Unit 7. Keratinocyte life cycle
We learnt that the skin’s principal role is the formation of the skin barrier defense systems, and that all of these functions and defense systems are interdependent on each other. The epidermis forms an interface between the interior of the body and the environment. And it fulfils a fundamental function of protection through some well-established physical, biochemical and biological systems.
A most important principal of corneotherapy is the one of understanding the primary cell of the epidermis; the keratinocyte and the cycle of differentiation that creates skin barrier defense. Including the importance of maintaining cell viability and homeostasis. In earlier units of learning we touched briefly on the epidermal and dermal cells, we will now concentrate on the keratinocyte as the leading epidermal cell and follow the cycle of differentiation from mitosis through to desquamation.
Unit 8. Cell to cell communication
Skin forms an interface between the interior of the body and the environment. Although barely thicker than a sheet of paper, the epidermis is a formidable barrier, which provides the first line of defense against major environmental stresses such as water loss, UV exposure, and infection. In other words you die without it.
#####
_Questions to answer_
A. Please rewrite the course text's paragraph beginning "Skin forms an interface" as a short bulleted list that keeps its main facts.
B. In the course text, between which two points does Unit 7 follow the keratinocyte's cycle of differentiation?

[Records from a dataset]
#####
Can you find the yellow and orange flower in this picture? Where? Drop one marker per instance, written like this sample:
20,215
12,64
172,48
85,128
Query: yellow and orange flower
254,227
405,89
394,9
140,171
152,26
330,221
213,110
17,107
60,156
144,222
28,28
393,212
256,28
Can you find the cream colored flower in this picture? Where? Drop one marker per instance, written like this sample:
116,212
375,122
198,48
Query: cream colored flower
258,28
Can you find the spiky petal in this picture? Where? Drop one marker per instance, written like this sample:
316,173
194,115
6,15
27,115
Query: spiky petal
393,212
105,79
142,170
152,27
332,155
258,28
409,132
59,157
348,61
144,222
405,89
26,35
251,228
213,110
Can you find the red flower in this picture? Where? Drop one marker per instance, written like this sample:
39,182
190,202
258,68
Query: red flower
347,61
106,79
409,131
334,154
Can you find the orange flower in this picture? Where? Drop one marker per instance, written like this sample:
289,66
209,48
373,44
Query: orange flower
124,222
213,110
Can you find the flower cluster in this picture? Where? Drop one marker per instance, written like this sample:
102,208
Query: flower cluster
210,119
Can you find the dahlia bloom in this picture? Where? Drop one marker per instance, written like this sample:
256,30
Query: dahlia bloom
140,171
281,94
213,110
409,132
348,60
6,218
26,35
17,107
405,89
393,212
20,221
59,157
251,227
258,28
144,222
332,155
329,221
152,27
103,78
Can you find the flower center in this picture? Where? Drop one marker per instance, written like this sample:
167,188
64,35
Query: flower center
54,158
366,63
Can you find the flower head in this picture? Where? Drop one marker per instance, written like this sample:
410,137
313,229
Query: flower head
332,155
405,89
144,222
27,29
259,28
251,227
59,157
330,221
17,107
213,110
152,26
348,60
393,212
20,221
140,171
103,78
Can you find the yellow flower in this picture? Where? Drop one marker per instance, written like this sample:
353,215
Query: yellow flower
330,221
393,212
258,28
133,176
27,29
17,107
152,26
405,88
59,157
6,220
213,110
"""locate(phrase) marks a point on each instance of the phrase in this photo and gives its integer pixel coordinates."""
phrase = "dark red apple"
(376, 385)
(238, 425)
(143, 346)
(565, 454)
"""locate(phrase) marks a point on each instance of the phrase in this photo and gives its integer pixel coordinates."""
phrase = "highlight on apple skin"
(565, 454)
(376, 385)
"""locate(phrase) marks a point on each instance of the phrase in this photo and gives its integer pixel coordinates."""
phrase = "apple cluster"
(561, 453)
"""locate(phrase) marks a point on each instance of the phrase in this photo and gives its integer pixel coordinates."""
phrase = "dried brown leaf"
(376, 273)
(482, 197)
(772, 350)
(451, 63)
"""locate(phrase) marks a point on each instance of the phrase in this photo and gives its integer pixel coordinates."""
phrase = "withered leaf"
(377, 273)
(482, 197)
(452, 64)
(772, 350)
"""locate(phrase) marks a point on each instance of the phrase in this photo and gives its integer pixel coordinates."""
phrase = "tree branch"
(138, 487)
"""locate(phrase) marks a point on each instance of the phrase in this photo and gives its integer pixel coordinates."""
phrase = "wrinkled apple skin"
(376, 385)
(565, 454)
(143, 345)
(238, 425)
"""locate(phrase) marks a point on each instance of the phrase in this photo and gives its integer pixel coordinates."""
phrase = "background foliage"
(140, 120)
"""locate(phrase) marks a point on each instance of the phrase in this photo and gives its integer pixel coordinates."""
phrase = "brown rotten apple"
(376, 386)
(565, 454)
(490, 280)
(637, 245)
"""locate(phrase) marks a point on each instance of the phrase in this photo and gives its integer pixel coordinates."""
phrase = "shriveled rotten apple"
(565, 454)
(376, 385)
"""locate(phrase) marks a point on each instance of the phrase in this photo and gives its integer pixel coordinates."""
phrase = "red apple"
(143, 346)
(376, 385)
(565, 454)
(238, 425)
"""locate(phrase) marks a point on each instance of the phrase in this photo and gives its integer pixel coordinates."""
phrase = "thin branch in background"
#####
_Answers to the exercise_
A.
- Skin forms an interface between the body's interior and the environment.
- The epidermis is barely thicker than a sheet of paper, yet it is a formidable barrier.
- It is the first line of defense against major environmental stresses such as water loss, UV exposure, and infection.
- Without it, you die.

B. From mitosis through to desquamation.